Stored data:
-.-.-
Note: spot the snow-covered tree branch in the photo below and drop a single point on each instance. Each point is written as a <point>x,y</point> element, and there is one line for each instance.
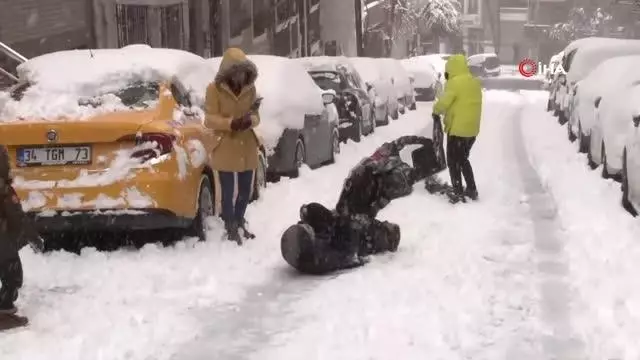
<point>581,23</point>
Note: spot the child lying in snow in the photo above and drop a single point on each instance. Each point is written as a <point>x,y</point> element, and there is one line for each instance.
<point>324,241</point>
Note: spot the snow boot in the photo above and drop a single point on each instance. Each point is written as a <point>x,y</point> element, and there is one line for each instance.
<point>8,309</point>
<point>456,197</point>
<point>232,233</point>
<point>8,322</point>
<point>471,194</point>
<point>245,232</point>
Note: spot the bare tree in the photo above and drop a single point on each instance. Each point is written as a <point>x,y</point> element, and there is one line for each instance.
<point>582,22</point>
<point>406,17</point>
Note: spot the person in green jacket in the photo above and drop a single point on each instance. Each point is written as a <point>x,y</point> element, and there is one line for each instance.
<point>461,105</point>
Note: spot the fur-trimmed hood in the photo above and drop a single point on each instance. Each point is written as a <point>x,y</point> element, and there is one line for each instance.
<point>234,60</point>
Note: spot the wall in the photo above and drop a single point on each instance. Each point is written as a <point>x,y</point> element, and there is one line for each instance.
<point>34,27</point>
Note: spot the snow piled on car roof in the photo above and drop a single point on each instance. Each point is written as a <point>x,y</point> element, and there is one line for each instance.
<point>60,79</point>
<point>288,93</point>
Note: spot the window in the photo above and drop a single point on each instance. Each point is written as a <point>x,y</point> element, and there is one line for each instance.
<point>131,21</point>
<point>172,27</point>
<point>473,7</point>
<point>261,16</point>
<point>239,17</point>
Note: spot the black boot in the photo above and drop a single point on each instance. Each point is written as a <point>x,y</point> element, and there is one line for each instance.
<point>232,232</point>
<point>8,309</point>
<point>246,233</point>
<point>471,194</point>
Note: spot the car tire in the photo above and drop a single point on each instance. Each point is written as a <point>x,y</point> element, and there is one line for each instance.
<point>206,209</point>
<point>335,146</point>
<point>299,158</point>
<point>603,156</point>
<point>396,114</point>
<point>260,180</point>
<point>583,141</point>
<point>626,203</point>
<point>562,118</point>
<point>570,134</point>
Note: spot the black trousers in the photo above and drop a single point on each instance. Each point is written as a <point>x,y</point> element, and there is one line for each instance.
<point>11,279</point>
<point>458,149</point>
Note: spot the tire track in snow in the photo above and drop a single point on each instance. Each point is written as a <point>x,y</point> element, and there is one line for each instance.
<point>558,338</point>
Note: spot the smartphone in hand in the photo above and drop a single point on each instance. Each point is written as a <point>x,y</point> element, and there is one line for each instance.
<point>256,104</point>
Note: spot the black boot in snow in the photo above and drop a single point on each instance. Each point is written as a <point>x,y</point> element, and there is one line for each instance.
<point>9,309</point>
<point>456,197</point>
<point>246,233</point>
<point>471,194</point>
<point>232,233</point>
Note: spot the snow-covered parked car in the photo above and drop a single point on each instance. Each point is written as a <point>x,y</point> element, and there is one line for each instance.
<point>379,87</point>
<point>487,65</point>
<point>106,145</point>
<point>299,121</point>
<point>426,83</point>
<point>402,82</point>
<point>631,151</point>
<point>580,59</point>
<point>355,108</point>
<point>595,123</point>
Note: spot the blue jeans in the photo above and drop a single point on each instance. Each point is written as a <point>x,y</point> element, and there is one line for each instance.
<point>234,207</point>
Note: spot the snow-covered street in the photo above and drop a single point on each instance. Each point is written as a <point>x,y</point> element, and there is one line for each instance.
<point>541,267</point>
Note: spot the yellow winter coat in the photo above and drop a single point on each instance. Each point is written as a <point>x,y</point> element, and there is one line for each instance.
<point>461,102</point>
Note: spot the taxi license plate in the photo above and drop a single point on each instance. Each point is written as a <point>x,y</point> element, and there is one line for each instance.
<point>58,155</point>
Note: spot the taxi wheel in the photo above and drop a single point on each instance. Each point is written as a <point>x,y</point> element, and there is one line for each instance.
<point>206,209</point>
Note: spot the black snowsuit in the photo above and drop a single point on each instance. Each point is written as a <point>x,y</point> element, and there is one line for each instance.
<point>325,241</point>
<point>16,231</point>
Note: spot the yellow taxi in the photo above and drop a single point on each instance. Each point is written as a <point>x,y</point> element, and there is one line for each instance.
<point>112,139</point>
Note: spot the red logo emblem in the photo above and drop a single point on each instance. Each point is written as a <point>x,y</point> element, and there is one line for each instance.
<point>527,68</point>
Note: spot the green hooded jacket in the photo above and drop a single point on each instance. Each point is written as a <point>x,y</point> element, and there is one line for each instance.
<point>461,102</point>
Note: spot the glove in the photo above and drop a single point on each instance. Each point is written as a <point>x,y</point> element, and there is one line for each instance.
<point>37,245</point>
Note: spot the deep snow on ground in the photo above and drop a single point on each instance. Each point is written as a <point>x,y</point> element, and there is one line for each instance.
<point>462,284</point>
<point>142,304</point>
<point>602,239</point>
<point>466,282</point>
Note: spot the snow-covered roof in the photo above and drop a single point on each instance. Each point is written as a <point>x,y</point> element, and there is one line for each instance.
<point>587,58</point>
<point>435,59</point>
<point>60,79</point>
<point>288,92</point>
<point>89,72</point>
<point>422,70</point>
<point>324,63</point>
<point>605,80</point>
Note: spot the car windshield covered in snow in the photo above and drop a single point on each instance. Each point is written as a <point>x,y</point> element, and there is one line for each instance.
<point>329,80</point>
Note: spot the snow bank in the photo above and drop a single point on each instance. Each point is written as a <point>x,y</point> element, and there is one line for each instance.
<point>288,94</point>
<point>60,80</point>
<point>602,239</point>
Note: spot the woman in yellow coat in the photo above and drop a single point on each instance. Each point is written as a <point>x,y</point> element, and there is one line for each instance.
<point>231,114</point>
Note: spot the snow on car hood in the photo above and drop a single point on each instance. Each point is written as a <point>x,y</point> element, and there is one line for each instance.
<point>60,79</point>
<point>288,92</point>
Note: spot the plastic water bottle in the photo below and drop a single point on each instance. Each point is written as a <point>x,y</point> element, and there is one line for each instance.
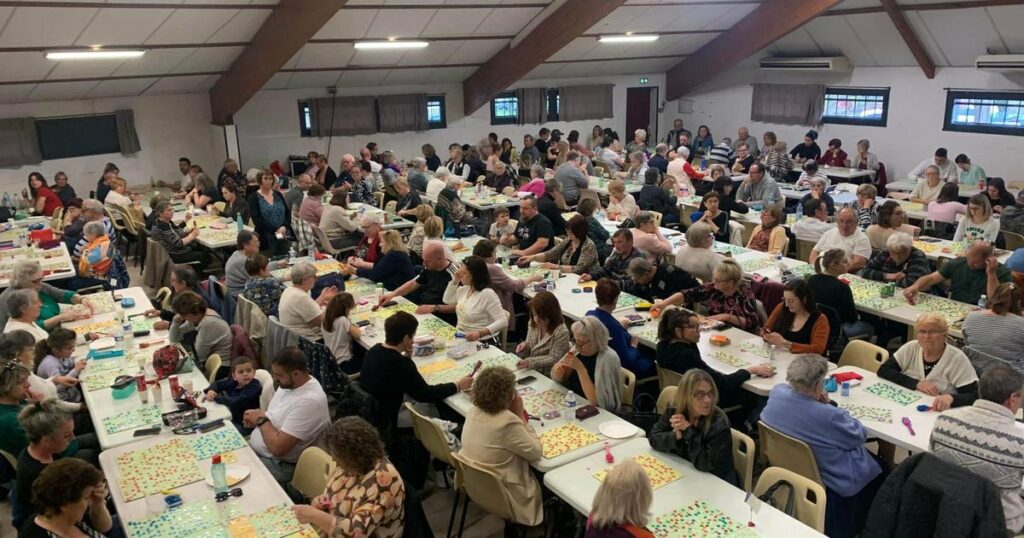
<point>219,474</point>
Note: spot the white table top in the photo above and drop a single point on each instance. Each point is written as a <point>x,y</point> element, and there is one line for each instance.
<point>576,484</point>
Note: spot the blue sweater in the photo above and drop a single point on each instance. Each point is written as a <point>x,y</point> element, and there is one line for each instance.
<point>836,438</point>
<point>620,341</point>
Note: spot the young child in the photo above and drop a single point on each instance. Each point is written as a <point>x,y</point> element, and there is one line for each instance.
<point>502,226</point>
<point>53,359</point>
<point>240,392</point>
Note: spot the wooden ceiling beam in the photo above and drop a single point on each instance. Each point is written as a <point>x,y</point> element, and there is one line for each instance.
<point>909,37</point>
<point>760,28</point>
<point>560,27</point>
<point>291,26</point>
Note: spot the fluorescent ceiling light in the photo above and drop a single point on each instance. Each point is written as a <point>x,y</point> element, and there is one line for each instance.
<point>390,44</point>
<point>94,54</point>
<point>629,38</point>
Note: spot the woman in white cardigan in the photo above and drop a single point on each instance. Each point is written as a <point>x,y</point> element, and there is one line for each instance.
<point>477,306</point>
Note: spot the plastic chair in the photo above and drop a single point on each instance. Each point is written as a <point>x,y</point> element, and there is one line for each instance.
<point>629,387</point>
<point>788,453</point>
<point>311,471</point>
<point>809,496</point>
<point>743,453</point>
<point>863,355</point>
<point>666,399</point>
<point>213,364</point>
<point>266,396</point>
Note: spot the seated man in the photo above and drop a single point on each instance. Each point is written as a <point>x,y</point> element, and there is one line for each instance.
<point>848,237</point>
<point>297,417</point>
<point>983,438</point>
<point>970,277</point>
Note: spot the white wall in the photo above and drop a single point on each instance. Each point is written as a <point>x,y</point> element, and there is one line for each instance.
<point>268,124</point>
<point>168,126</point>
<point>915,116</point>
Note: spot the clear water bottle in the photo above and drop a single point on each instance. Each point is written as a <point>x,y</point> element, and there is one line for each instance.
<point>570,406</point>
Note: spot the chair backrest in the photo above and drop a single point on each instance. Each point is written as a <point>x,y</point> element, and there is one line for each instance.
<point>809,496</point>
<point>430,435</point>
<point>743,453</point>
<point>788,453</point>
<point>311,471</point>
<point>629,386</point>
<point>212,366</point>
<point>266,396</point>
<point>864,355</point>
<point>666,399</point>
<point>484,488</point>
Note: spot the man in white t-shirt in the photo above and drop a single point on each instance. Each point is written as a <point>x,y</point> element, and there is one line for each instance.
<point>297,309</point>
<point>814,224</point>
<point>848,237</point>
<point>297,417</point>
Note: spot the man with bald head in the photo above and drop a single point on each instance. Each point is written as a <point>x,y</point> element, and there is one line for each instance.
<point>847,237</point>
<point>970,276</point>
<point>427,289</point>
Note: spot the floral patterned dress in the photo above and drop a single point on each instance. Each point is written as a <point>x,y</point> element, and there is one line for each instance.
<point>369,505</point>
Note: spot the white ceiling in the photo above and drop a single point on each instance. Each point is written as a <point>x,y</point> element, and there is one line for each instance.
<point>190,46</point>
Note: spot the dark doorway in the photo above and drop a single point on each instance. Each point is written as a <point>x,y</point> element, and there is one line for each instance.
<point>641,113</point>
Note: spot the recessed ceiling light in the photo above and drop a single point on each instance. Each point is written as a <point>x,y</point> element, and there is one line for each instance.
<point>629,38</point>
<point>94,54</point>
<point>390,44</point>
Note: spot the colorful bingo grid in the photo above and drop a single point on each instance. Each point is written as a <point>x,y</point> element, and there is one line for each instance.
<point>156,468</point>
<point>540,403</point>
<point>893,394</point>
<point>132,418</point>
<point>729,359</point>
<point>698,520</point>
<point>565,439</point>
<point>878,414</point>
<point>658,472</point>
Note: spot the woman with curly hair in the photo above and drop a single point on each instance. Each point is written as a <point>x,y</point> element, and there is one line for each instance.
<point>365,495</point>
<point>498,437</point>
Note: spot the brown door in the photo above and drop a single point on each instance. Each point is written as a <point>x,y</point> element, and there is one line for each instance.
<point>640,107</point>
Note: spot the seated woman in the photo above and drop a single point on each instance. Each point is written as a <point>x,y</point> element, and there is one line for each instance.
<point>900,262</point>
<point>769,236</point>
<point>311,208</point>
<point>625,344</point>
<point>547,337</point>
<point>694,428</point>
<point>998,330</point>
<point>365,494</point>
<point>576,254</point>
<point>477,306</point>
<point>978,223</point>
<point>261,288</point>
<point>932,366</point>
<point>892,218</point>
<point>70,498</point>
<point>727,297</point>
<point>796,325</point>
<point>393,269</point>
<point>827,289</point>
<point>591,369</point>
<point>801,408</point>
<point>213,336</point>
<point>498,436</point>
<point>622,503</point>
<point>622,205</point>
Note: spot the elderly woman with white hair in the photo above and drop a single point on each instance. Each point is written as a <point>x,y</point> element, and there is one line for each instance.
<point>29,275</point>
<point>591,368</point>
<point>900,262</point>
<point>931,365</point>
<point>801,408</point>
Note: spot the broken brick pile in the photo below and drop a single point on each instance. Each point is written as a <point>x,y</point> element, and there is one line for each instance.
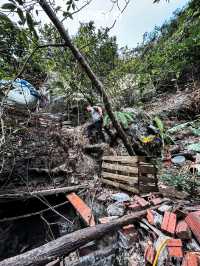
<point>171,232</point>
<point>168,235</point>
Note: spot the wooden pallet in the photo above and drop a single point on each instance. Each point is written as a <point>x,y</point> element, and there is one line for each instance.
<point>132,173</point>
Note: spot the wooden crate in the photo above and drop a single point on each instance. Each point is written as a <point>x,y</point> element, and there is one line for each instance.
<point>132,173</point>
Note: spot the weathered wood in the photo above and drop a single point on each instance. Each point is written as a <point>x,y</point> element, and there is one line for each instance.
<point>121,159</point>
<point>123,178</point>
<point>70,242</point>
<point>121,168</point>
<point>80,206</point>
<point>119,185</point>
<point>147,169</point>
<point>25,194</point>
<point>91,75</point>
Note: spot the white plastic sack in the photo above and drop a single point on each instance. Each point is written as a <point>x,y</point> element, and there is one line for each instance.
<point>21,94</point>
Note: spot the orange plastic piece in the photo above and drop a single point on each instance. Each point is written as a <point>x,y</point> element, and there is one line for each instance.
<point>80,206</point>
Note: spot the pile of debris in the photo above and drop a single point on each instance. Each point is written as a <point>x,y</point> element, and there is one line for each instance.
<point>169,234</point>
<point>39,150</point>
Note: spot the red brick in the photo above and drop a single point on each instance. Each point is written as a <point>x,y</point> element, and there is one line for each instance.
<point>156,201</point>
<point>105,220</point>
<point>142,202</point>
<point>190,259</point>
<point>169,222</point>
<point>183,230</point>
<point>134,206</point>
<point>128,229</point>
<point>149,253</point>
<point>80,206</point>
<point>193,221</point>
<point>174,247</point>
<point>150,216</point>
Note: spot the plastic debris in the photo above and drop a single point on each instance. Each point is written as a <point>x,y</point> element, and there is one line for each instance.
<point>178,160</point>
<point>120,197</point>
<point>194,147</point>
<point>20,93</point>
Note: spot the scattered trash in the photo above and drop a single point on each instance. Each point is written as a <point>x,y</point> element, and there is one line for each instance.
<point>178,160</point>
<point>120,197</point>
<point>116,209</point>
<point>194,147</point>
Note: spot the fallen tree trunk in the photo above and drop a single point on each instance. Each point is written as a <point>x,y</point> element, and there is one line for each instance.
<point>68,243</point>
<point>91,75</point>
<point>47,192</point>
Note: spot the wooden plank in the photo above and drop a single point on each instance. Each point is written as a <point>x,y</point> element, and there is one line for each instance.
<point>122,159</point>
<point>121,168</point>
<point>125,179</point>
<point>147,179</point>
<point>147,169</point>
<point>119,185</point>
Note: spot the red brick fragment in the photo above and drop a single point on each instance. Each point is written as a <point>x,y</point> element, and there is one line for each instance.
<point>128,229</point>
<point>169,222</point>
<point>183,230</point>
<point>174,247</point>
<point>193,221</point>
<point>149,253</point>
<point>156,201</point>
<point>190,259</point>
<point>80,206</point>
<point>150,216</point>
<point>142,202</point>
<point>134,206</point>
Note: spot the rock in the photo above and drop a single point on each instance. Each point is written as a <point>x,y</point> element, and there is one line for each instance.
<point>116,209</point>
<point>120,197</point>
<point>103,197</point>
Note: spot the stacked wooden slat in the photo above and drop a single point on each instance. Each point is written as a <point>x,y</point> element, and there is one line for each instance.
<point>131,173</point>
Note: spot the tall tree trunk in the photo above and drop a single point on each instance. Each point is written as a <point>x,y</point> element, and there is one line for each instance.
<point>85,66</point>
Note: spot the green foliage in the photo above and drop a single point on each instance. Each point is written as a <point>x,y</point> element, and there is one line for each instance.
<point>166,139</point>
<point>124,118</point>
<point>185,182</point>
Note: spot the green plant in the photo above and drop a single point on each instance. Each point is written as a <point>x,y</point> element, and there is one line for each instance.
<point>185,182</point>
<point>124,118</point>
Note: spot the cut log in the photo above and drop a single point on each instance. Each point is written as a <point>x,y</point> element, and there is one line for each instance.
<point>47,192</point>
<point>119,185</point>
<point>121,159</point>
<point>121,168</point>
<point>123,178</point>
<point>70,242</point>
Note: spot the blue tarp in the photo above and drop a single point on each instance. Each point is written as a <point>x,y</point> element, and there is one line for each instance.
<point>21,93</point>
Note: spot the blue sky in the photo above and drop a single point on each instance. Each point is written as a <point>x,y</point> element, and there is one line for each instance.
<point>139,17</point>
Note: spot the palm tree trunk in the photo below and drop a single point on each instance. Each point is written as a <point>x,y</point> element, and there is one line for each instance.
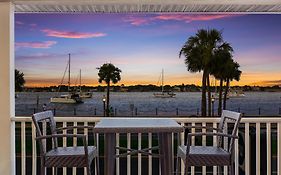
<point>203,99</point>
<point>209,96</point>
<point>225,94</point>
<point>107,99</point>
<point>220,98</point>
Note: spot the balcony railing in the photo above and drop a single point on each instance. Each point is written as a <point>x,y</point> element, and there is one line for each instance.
<point>258,150</point>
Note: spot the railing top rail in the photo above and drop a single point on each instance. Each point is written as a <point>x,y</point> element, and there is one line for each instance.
<point>178,119</point>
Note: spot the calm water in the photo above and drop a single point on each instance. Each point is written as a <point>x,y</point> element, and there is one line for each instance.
<point>143,103</point>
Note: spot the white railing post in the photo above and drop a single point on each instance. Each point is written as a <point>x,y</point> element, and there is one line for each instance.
<point>204,144</point>
<point>139,154</point>
<point>268,150</point>
<point>128,156</point>
<point>279,148</point>
<point>34,153</point>
<point>23,144</point>
<point>117,153</point>
<point>247,149</point>
<point>150,157</point>
<point>257,148</point>
<point>74,144</point>
<point>215,143</point>
<point>7,88</point>
<point>64,143</point>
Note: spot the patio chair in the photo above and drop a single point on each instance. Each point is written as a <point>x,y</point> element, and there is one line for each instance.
<point>58,157</point>
<point>211,155</point>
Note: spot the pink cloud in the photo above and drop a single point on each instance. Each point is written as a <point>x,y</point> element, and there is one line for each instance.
<point>189,18</point>
<point>33,25</point>
<point>37,45</point>
<point>137,21</point>
<point>19,23</point>
<point>69,34</point>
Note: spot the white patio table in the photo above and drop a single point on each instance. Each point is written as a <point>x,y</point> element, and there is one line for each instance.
<point>163,126</point>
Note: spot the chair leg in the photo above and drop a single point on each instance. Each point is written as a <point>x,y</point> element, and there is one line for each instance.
<point>185,167</point>
<point>42,170</point>
<point>219,170</point>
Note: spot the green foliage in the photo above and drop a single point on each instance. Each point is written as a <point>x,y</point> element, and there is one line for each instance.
<point>109,73</point>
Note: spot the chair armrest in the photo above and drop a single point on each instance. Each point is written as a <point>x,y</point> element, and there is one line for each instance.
<point>85,144</point>
<point>202,127</point>
<point>212,134</point>
<point>208,134</point>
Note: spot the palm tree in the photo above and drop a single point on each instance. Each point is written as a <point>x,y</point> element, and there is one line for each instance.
<point>232,73</point>
<point>108,73</point>
<point>19,80</point>
<point>218,69</point>
<point>199,54</point>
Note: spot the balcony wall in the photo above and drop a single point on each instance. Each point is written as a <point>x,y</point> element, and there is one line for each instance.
<point>257,150</point>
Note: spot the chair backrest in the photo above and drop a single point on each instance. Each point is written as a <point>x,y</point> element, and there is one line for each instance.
<point>233,117</point>
<point>48,118</point>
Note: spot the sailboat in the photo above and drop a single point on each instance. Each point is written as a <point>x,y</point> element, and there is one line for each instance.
<point>71,97</point>
<point>163,93</point>
<point>81,93</point>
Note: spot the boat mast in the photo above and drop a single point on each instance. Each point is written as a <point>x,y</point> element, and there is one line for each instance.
<point>80,80</point>
<point>69,72</point>
<point>162,80</point>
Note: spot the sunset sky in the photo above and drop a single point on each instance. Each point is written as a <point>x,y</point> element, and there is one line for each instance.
<point>141,45</point>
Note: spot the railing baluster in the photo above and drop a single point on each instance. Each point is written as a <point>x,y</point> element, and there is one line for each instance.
<point>44,124</point>
<point>64,144</point>
<point>237,154</point>
<point>204,144</point>
<point>128,156</point>
<point>34,154</point>
<point>150,157</point>
<point>268,150</point>
<point>86,133</point>
<point>257,148</point>
<point>247,149</point>
<point>225,144</point>
<point>23,144</point>
<point>117,153</point>
<point>139,155</point>
<point>279,148</point>
<point>192,143</point>
<point>74,144</point>
<point>215,144</point>
<point>182,143</point>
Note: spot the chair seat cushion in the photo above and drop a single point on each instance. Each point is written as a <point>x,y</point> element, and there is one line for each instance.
<point>205,155</point>
<point>69,156</point>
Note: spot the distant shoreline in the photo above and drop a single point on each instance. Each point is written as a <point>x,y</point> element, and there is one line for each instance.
<point>150,88</point>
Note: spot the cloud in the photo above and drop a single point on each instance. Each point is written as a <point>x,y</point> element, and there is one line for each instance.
<point>137,21</point>
<point>144,20</point>
<point>37,45</point>
<point>71,34</point>
<point>189,18</point>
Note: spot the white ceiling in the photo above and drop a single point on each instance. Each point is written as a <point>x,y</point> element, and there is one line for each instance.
<point>139,6</point>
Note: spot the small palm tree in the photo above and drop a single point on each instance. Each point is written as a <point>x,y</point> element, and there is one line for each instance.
<point>108,73</point>
<point>19,80</point>
<point>222,55</point>
<point>232,73</point>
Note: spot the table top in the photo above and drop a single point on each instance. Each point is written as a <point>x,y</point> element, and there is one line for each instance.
<point>137,125</point>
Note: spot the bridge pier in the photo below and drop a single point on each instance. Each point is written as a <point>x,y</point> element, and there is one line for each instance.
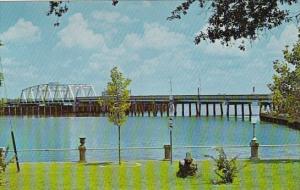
<point>250,112</point>
<point>190,109</point>
<point>197,109</point>
<point>214,109</point>
<point>235,110</point>
<point>143,105</point>
<point>227,112</point>
<point>243,111</point>
<point>148,109</point>
<point>221,109</point>
<point>168,113</point>
<point>207,110</point>
<point>175,109</point>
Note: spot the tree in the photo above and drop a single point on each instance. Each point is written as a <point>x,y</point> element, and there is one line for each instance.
<point>230,20</point>
<point>118,101</point>
<point>226,169</point>
<point>286,82</point>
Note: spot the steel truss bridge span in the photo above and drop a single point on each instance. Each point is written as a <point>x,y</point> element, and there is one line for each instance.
<point>55,92</point>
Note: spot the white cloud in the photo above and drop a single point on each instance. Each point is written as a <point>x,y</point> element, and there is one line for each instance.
<point>288,37</point>
<point>221,50</point>
<point>147,3</point>
<point>112,17</point>
<point>22,31</point>
<point>155,36</point>
<point>217,49</point>
<point>78,34</point>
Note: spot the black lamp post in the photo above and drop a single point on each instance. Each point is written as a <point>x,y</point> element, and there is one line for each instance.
<point>171,146</point>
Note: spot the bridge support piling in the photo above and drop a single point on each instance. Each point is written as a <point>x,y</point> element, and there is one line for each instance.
<point>243,111</point>
<point>143,109</point>
<point>214,109</point>
<point>148,110</point>
<point>199,109</point>
<point>175,110</point>
<point>250,112</point>
<point>168,113</point>
<point>227,112</point>
<point>190,110</point>
<point>235,110</point>
<point>207,110</point>
<point>221,109</point>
-.-.-
• _Aim of the task_
Transcribe exactly, please, the lines from the one with "Note: spot the black lamp" to the last line of the entries above, ends included.

• _Answer_
Note: spot the black lamp post in the photo above and drop a single point on each instance. Each point is written as a <point>x,y</point> element, and there is one line for each instance.
<point>171,146</point>
Note: spot the bridge support piling in the photo above and drop a single point on each instance. Each point is written as a <point>x,y</point> element, and there is one line for each instance.
<point>243,111</point>
<point>143,109</point>
<point>214,109</point>
<point>148,110</point>
<point>199,109</point>
<point>175,110</point>
<point>250,112</point>
<point>168,113</point>
<point>227,112</point>
<point>190,110</point>
<point>235,110</point>
<point>207,110</point>
<point>221,109</point>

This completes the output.